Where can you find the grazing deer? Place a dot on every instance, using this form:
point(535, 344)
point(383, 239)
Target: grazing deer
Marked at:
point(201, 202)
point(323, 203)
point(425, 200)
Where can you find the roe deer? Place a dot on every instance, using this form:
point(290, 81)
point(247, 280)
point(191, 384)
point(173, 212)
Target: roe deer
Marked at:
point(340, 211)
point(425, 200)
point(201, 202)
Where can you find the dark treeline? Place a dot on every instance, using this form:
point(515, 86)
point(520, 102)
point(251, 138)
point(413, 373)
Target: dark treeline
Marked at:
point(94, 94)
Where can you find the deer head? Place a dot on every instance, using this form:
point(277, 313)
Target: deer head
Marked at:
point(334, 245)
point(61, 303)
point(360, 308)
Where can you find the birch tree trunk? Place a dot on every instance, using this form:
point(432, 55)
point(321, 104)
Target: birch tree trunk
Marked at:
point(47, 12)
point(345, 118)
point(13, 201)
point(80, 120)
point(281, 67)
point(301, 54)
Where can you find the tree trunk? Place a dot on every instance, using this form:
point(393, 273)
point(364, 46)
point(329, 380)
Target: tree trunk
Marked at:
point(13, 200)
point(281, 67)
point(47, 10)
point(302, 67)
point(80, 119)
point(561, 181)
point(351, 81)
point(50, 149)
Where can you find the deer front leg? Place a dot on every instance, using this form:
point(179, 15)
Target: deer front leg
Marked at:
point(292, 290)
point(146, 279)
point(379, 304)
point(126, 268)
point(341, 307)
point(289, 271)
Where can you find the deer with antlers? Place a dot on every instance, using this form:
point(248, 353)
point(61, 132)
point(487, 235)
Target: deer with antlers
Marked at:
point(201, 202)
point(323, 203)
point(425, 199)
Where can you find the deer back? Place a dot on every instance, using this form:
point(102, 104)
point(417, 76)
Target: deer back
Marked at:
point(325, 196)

※

▶ DIRECTIONS
Rewrite all the entries above, replacing "Place a dot" with "Put a mark" everywhere it occurs and leaving everything else unchanged.

▶ TASK OUTPUT
Where can you find the grazing deer? Put a mark on every instance, using this form:
point(535, 344)
point(383, 239)
Target: grazing deer
Marked at:
point(201, 202)
point(323, 203)
point(425, 200)
Where can you find the roe deer? Put a mark on every instance, using this form:
point(290, 81)
point(247, 280)
point(191, 384)
point(173, 212)
Target: roe deer
Marked at:
point(340, 211)
point(425, 200)
point(201, 202)
Where can you find the dark treeline? Put a mark on every instance, using this form:
point(515, 86)
point(520, 102)
point(251, 138)
point(413, 373)
Target: dark treeline
Marked at:
point(94, 94)
Where can you find the deer head? Put a mark on every instance, using this form:
point(277, 313)
Target: deer head
Marked at:
point(334, 245)
point(61, 303)
point(360, 308)
Where can you find the birch tree trunk? Put a mark on every instance, using this form:
point(432, 55)
point(321, 104)
Target: birch tree trunk
Marked at:
point(47, 12)
point(345, 118)
point(13, 201)
point(80, 120)
point(281, 67)
point(301, 54)
Where can you find the tree trunk? Put a mark on every instance, using this form:
point(393, 273)
point(364, 46)
point(329, 380)
Target: tree trunk
Marked at:
point(13, 200)
point(281, 67)
point(47, 10)
point(302, 67)
point(80, 119)
point(561, 181)
point(351, 81)
point(50, 149)
Where can you find the deer front leg? Put a mark on every instance, using this form:
point(179, 15)
Target: deer front leg
Marked at:
point(292, 290)
point(146, 279)
point(379, 304)
point(126, 268)
point(341, 307)
point(289, 271)
Where can you find the deer with antlers? Put a mark on every instance, using this form:
point(248, 353)
point(61, 132)
point(487, 235)
Target: deer with antlers
Marked at:
point(201, 202)
point(323, 203)
point(425, 199)
Where can you find the deer back? Put a mark on every instance, using this form:
point(102, 104)
point(417, 76)
Target: deer back
Marked at:
point(325, 196)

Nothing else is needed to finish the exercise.